Corn and Tomato Spoonbread

  4.2 – 5 reviews  • Gluten Free
Level: Easy
Total: 40 min
Prep: 5 min
Cook: 35 min
Yield: 4 servings

Ingredients

  1. Unsalted butter, for the ramekins
  2. 1/2 cup cornmeal, plus more for the ramekins
  3. 2 cups whole milk
  4. 1 cup corn kernels (from 2 ears corn)
  5. Kosher salt
  6. 4 large eggs
  7. 3/4 cup freshly grated parmesan cheese
  8. 2 tablespoons minced fresh chives
  9. 2 medium tomatoes
  10. 2 tablespoons extra-virgin olive oil
  11. Freshly ground pepper
  12. Pickled vegetables, such as carrots, green beans and okra, for serving

Instructions

  1. Preheat the oven to 375 degrees F. Generously butter four 6-ounce ramekins and dust with cornmeal; tap out the excess.
  2. Whisk the milk, corn, cornmeal and a pinch of salt in a large microwave-safe bowl and microwave 5 minutes. Stir and continue to microwave until thick, about 2 more minutes. Meanwhile, beat the eggs in a bowl with a mixer until thick and airy, about 5 minutes.
  3. Whisk 1/2 cup cheese and 1 tablespoon chives into the hot cornmeal mixture until thick. Whisk half of the cornmeal mixture into the eggs, then whisk in the remaining cornmeal mixture until smooth. Divide the batter among the prepared ramekins and sprinkle with the remaining 1/4 cup cheese. Transfer the ramekins to a baking sheet and bake until puffed and set, 20 to 25 minutes.
  4. Meanwhile, chop the tomatoes and toss with the olive oil, the remaining 1 tablespoon chives, and salt and pepper. Top the spoonbread with the tomato mixture. Serve with pickled vegetables.

Problem 1 – From the spoonbread recipe, quote the text between "1. Preheat the" and "to 25 minutes.", inclusive.
Problem 2 – Summarize the spoonbread recipe in two sentences.
Problem 3 – Continue the spoonbread recipe from the point where it stops.

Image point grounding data
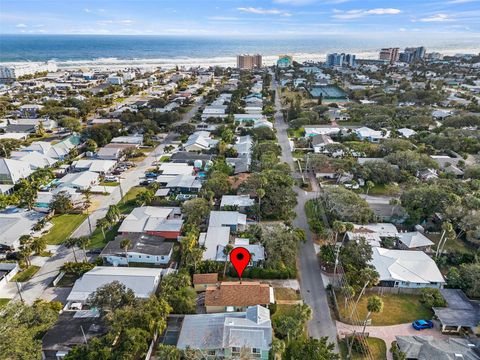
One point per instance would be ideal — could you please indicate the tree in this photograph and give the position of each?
(368, 186)
(311, 349)
(168, 352)
(61, 203)
(103, 224)
(374, 305)
(126, 244)
(22, 327)
(226, 251)
(111, 296)
(39, 244)
(91, 145)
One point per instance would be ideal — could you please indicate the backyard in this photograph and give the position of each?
(63, 226)
(397, 309)
(26, 274)
(377, 347)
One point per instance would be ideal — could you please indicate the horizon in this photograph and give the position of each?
(236, 18)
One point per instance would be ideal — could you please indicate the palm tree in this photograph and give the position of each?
(103, 224)
(39, 244)
(226, 251)
(260, 194)
(371, 278)
(374, 305)
(125, 244)
(338, 227)
(71, 243)
(368, 186)
(82, 242)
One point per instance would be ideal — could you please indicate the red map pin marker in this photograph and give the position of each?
(240, 257)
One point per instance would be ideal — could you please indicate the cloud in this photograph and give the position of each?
(260, 11)
(223, 18)
(354, 14)
(436, 18)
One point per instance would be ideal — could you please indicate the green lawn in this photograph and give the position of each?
(377, 347)
(397, 309)
(26, 274)
(455, 245)
(63, 227)
(98, 242)
(286, 294)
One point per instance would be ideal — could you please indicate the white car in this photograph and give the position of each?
(111, 179)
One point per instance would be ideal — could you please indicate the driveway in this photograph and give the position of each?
(311, 283)
(388, 333)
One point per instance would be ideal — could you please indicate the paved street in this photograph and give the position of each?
(36, 286)
(312, 287)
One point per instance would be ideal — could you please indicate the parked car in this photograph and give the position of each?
(146, 182)
(151, 175)
(422, 324)
(110, 178)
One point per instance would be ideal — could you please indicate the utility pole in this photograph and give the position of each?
(19, 289)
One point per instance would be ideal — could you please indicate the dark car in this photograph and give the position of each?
(422, 324)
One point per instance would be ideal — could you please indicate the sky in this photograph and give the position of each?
(243, 18)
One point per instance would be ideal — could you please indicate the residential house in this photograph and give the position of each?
(426, 347)
(142, 281)
(15, 223)
(225, 335)
(199, 140)
(73, 328)
(202, 281)
(365, 133)
(12, 171)
(114, 154)
(373, 233)
(233, 219)
(242, 203)
(413, 240)
(234, 296)
(212, 240)
(406, 269)
(144, 249)
(98, 166)
(165, 222)
(81, 180)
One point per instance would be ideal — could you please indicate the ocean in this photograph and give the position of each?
(117, 51)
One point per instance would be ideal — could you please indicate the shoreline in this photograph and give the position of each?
(223, 61)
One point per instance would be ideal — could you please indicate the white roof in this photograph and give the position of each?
(176, 169)
(82, 179)
(405, 265)
(414, 239)
(143, 281)
(236, 200)
(226, 218)
(215, 236)
(101, 166)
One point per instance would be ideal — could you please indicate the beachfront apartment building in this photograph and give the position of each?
(249, 62)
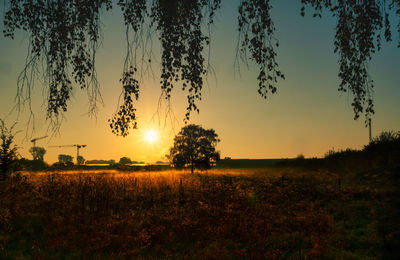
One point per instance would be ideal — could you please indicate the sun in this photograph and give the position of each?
(151, 136)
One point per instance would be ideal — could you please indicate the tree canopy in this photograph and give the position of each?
(8, 150)
(37, 153)
(194, 146)
(64, 37)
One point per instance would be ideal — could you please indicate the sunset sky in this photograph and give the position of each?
(307, 116)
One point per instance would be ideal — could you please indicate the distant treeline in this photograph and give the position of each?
(383, 153)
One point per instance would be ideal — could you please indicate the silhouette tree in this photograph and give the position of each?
(65, 160)
(125, 160)
(80, 160)
(64, 36)
(194, 146)
(8, 151)
(37, 153)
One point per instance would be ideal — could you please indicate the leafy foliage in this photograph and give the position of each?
(64, 159)
(37, 153)
(8, 150)
(64, 36)
(80, 160)
(125, 160)
(194, 146)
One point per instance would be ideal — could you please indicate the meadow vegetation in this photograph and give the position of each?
(294, 210)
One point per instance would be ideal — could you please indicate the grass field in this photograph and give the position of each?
(257, 213)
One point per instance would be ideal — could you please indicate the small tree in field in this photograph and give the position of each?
(37, 153)
(8, 151)
(194, 146)
(80, 160)
(125, 161)
(65, 159)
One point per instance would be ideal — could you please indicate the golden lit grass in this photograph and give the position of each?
(270, 213)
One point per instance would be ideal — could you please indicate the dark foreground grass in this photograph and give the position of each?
(248, 215)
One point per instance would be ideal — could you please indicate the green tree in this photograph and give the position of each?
(194, 146)
(37, 153)
(64, 37)
(8, 150)
(65, 159)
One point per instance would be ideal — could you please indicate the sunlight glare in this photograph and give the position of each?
(151, 136)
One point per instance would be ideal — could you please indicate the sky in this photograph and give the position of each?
(307, 115)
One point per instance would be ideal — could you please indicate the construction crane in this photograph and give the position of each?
(37, 138)
(78, 146)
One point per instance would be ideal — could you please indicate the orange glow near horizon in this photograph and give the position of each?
(151, 136)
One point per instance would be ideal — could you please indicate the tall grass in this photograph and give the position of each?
(219, 214)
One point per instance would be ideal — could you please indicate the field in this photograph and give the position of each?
(254, 213)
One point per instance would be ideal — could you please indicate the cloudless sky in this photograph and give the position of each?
(307, 116)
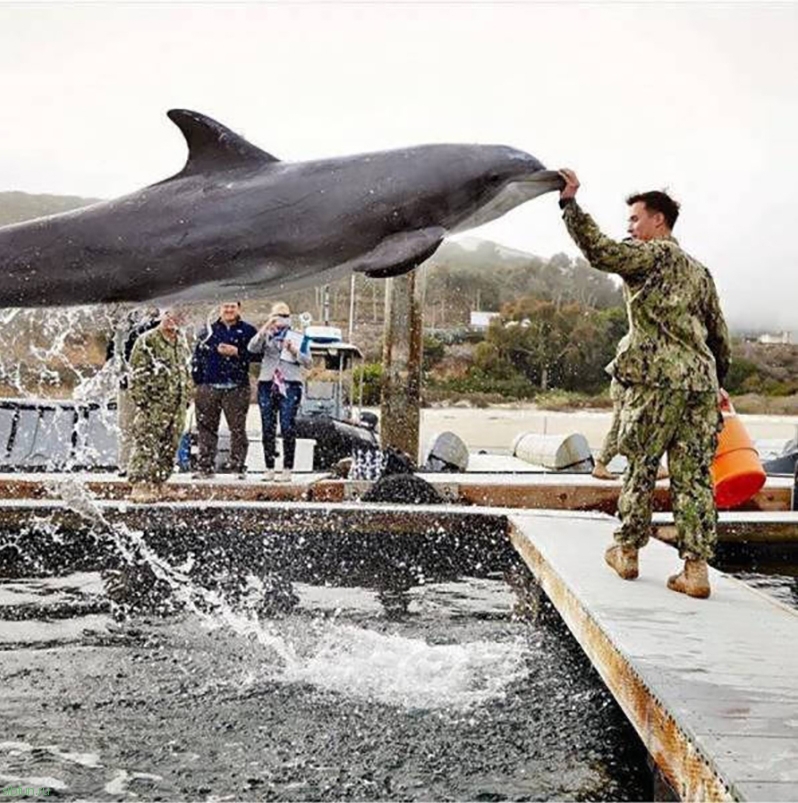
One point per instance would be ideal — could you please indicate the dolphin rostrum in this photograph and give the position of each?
(236, 221)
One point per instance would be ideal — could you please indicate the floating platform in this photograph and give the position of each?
(709, 685)
(528, 490)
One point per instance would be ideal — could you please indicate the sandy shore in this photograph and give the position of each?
(495, 428)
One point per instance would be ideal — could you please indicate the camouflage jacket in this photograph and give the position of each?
(677, 335)
(159, 373)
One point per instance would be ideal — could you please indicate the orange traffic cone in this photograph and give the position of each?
(737, 472)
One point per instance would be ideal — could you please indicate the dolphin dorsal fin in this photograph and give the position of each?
(212, 146)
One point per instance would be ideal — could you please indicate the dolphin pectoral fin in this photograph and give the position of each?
(399, 253)
(212, 146)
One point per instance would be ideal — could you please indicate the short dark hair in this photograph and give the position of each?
(657, 201)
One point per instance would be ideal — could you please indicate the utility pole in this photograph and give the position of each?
(400, 419)
(326, 304)
(351, 306)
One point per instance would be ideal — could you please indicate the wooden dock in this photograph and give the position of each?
(711, 686)
(528, 490)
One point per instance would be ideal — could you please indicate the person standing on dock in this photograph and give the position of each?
(671, 370)
(159, 387)
(119, 349)
(220, 370)
(286, 355)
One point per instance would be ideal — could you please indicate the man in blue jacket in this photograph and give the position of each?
(220, 370)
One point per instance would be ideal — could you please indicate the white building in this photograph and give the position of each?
(779, 337)
(481, 320)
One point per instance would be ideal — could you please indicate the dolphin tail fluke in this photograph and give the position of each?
(399, 253)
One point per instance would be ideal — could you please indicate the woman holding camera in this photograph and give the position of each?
(285, 356)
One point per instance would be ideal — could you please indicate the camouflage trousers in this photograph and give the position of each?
(155, 438)
(610, 446)
(684, 424)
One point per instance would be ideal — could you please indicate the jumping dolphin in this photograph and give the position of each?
(236, 221)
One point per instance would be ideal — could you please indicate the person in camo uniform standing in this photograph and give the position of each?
(159, 383)
(671, 370)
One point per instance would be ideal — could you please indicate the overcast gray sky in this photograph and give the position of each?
(701, 99)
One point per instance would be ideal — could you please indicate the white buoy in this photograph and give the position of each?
(555, 452)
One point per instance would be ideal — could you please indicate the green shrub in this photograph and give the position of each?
(372, 382)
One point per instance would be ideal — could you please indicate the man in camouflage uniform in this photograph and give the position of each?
(159, 385)
(671, 370)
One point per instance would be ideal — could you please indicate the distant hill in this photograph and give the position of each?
(18, 206)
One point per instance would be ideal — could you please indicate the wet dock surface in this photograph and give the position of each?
(711, 686)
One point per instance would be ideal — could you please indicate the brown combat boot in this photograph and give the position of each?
(693, 580)
(624, 560)
(144, 493)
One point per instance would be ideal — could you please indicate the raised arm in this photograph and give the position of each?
(718, 338)
(628, 259)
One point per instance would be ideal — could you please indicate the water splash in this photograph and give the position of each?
(408, 672)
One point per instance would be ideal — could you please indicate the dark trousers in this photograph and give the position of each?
(210, 403)
(271, 402)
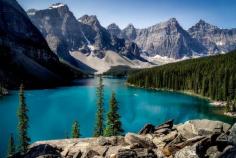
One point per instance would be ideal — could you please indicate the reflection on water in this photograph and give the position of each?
(52, 111)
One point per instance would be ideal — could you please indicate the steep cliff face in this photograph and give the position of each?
(165, 39)
(216, 40)
(114, 30)
(61, 30)
(66, 35)
(25, 55)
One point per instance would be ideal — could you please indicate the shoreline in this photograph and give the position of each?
(215, 103)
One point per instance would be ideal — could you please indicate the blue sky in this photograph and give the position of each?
(144, 13)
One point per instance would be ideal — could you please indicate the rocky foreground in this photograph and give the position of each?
(193, 139)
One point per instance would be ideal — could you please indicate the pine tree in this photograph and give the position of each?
(228, 108)
(11, 146)
(98, 131)
(75, 130)
(23, 121)
(113, 124)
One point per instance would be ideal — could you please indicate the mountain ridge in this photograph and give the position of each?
(166, 39)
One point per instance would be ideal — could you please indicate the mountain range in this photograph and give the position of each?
(49, 46)
(86, 44)
(24, 53)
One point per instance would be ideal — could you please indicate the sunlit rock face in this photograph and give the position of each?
(24, 55)
(216, 40)
(196, 138)
(165, 39)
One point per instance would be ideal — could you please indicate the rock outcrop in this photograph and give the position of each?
(65, 34)
(165, 39)
(24, 53)
(216, 40)
(195, 139)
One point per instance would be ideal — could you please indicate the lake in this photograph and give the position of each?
(52, 111)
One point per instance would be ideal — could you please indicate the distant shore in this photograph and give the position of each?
(191, 93)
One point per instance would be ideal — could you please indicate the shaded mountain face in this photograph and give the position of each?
(65, 34)
(129, 32)
(114, 30)
(24, 53)
(164, 39)
(216, 40)
(60, 28)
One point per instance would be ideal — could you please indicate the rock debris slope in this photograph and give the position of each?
(195, 139)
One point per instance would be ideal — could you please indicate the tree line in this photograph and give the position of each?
(213, 77)
(113, 126)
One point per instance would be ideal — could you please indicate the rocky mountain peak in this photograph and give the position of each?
(202, 25)
(58, 5)
(114, 30)
(113, 26)
(171, 23)
(90, 20)
(130, 32)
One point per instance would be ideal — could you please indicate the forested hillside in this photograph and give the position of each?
(213, 77)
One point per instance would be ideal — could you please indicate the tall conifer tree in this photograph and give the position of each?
(23, 121)
(11, 146)
(113, 124)
(98, 131)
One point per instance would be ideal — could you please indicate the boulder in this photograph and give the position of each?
(222, 141)
(202, 127)
(114, 140)
(145, 153)
(209, 126)
(161, 141)
(162, 131)
(43, 150)
(89, 154)
(138, 140)
(212, 152)
(229, 152)
(187, 152)
(232, 135)
(126, 153)
(147, 129)
(167, 124)
(180, 143)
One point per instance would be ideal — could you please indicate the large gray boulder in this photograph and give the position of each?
(201, 127)
(138, 140)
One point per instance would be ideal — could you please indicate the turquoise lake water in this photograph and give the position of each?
(52, 111)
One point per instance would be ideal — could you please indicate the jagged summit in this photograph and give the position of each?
(114, 30)
(89, 20)
(201, 24)
(57, 5)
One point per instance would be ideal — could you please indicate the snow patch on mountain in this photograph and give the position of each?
(110, 59)
(57, 5)
(219, 43)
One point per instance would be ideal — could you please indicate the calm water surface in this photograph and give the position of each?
(52, 111)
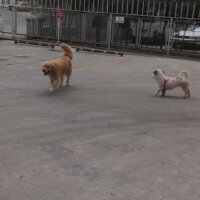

Written answer 1 –
1. Preheat the oven to 375 degrees F. Generously butter four 6-ounce ramekins and dust with cornmeal; tap out the excess.
  2. Whisk the milk, corn, cornmeal and a pinch of salt in a large microwave-safe bowl and microwave 5 minutes. Stir and continue to microwave until thick, about 2 more minutes. Meanwhile, beat the eggs in a bowl with a mixer until thick and airy, about 5 minutes.
  3. Whisk 1/2 cup cheese and 1 tablespoon chives into the hot cornmeal mixture until thick. Whisk half of the cornmeal mixture into the eggs, then whisk in the remaining cornmeal mixture until smooth. Divide the batter among the prepared ramekins and sprinkle with the remaining 1/4 cup cheese. Transfer the ramekins to a baking sheet and bake until puffed and set, 20 to 25 minutes.

Written answer 2 – Corn and Tomato Spoonbread is an easy, gluten-free recipe that takes 40 minutes in total and makes 4 servings. Milk, corn, cornmeal and salt are microwaved until thick, mixed with parmesan, chives and beaten eggs, and baked in buttered ramekins until puffed and set, then topped with a chopped tomato mixture and served with pickled vegetables.

Written answer 3 –
Nutrition Facts

Calories 441
Total Fat 25 grams
Saturated Fat 10 grams
Cholesterol 259 milligrams
Sodium 449 milligrams
Carbohydrates 33 grams
Dietary Fiber 3 grams
Protein 19 grams

Reviews

Amanda Murphy
My husband and I really liked this. I actually baked it in my cast iron skillet instead of ramekins and baked for 25 min. I got crazy 😀 and added fried green tomatoes at the end as an extra topper.
Cindy Murray
mine was very eggy, and tasted more like a quiche than a side dish. I was disappointed!
Luke Lozano
Delicious! Wonderfully creamy. The sweetness is balanced perfectly by the Parmesan. A great summer dish with fresh tomatoes and corn. The leftovers were perfect for breakfast!
Jennifer Garcia
I loved it. I made it with almond milk to cut down on dairy and used fresh mirai sweet corn. It was wonderful.
Jay Spence
Surprisingly good as I do not really like spoonbread. I used frozen corn and served as a side dish.